# GEGEVEN TEKST
....................

Naar het oordeel van de rechtbank is door het ontbreken van een naam bij de handtekening géén sprake van een verifieerbare beslissing, gedateerd en ondertekend door de met name te noemen officier van justitie. Uit het feit dat in het briefhoofd een contactpersoon staat genoemd, kan de rechtbank niet afleiden dat deze persoon inderdaad de persoon is die de handtekening heeft gezet. Ook de behandeld officier van justitie heeft ter terechtzitting aangegeven ervan uit te gaan dat de contactpersoon de handtekening heeft gezet, maar heeft dit niet met zekerheid kunnen vaststellen. Nu onduidelijk is wie de handtekening heeft gezet, kan de rechtbank onvoldoende controleren dat aan de formele vereisten voor rechtsgeldigheid van een omzettingsbeslissing is voldaan.

....................

Schrijf een vervolg op de tekst over de ondertekening van de omzettingsbeslissing. Begin direct na de laatste zin.

# VERMELDINGEN
....................

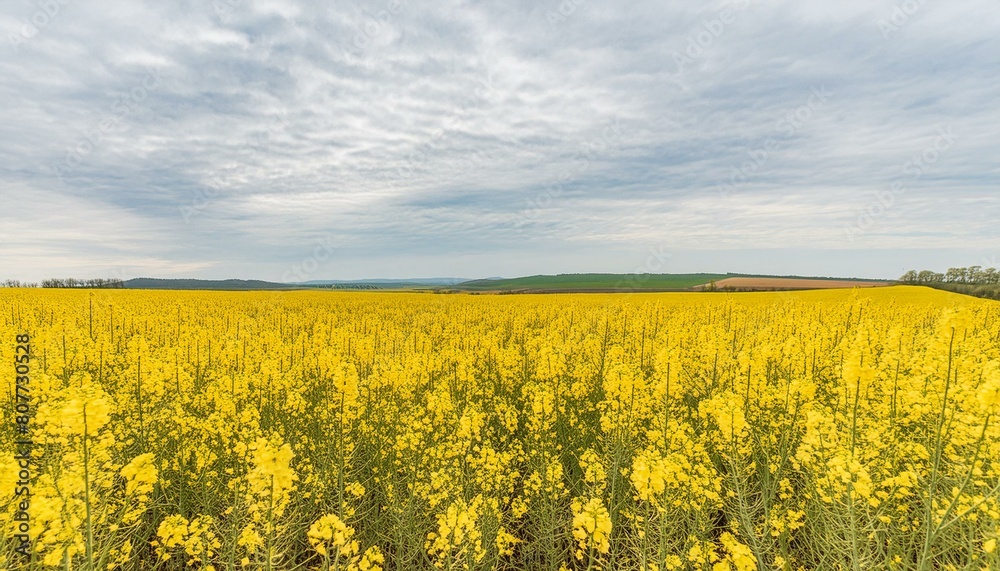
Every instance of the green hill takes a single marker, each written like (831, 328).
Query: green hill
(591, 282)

....................

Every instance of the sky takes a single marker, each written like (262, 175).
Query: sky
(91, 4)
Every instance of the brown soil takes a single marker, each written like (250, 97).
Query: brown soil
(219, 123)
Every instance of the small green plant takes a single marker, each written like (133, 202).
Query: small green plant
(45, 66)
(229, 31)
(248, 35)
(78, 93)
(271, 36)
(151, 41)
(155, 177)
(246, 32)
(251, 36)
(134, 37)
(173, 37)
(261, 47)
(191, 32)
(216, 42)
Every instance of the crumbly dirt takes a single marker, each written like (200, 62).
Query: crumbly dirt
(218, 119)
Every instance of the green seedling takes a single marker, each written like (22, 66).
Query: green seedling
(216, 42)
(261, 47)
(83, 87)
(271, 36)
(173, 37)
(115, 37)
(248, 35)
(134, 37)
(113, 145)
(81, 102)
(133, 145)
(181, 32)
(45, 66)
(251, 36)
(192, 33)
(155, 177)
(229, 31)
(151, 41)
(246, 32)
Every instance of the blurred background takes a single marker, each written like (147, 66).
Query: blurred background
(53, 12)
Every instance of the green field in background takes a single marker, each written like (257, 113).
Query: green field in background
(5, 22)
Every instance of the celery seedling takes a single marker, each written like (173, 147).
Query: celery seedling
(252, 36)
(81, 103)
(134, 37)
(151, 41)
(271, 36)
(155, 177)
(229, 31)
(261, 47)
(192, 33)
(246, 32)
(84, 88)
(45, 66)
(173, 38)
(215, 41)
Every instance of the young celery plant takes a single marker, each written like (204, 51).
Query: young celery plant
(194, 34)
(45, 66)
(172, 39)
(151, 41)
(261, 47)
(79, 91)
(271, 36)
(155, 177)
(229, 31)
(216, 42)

....................

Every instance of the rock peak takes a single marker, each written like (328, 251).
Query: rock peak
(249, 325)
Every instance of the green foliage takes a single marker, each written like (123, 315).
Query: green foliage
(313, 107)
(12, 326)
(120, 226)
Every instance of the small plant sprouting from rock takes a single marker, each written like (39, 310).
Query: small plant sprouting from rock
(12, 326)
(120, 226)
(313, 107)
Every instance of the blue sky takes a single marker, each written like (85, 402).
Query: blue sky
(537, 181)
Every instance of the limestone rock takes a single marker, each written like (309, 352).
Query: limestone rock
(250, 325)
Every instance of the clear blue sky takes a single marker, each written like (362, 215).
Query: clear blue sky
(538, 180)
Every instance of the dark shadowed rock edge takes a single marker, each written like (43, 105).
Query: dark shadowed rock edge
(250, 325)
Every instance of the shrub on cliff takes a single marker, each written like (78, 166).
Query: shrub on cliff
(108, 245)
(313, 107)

....................

# ANTWOORD OPDRACHT
Het bezwaarschrift zal daarom gegrond verklaard worden.

Beslissing

De rechtbank
- verklaart het bezwaar gegrond;
- bepaalt het aantal uren taakstraf dat nog moet worden verricht op
22 uren;
- bepaalt dat de taakstraf
binnen 12 maanden na hedenmoet worden voltooid.
Deze beslissing is gegeven door
mr. P.A. Hesselink, rechter,
in tegenwoordigheid van D. Bokma, griffier,
en in het openbaar uitgesproken op 7 juli 2025.
De griffier is buiten staat deze beslissing mede te ondertekenen.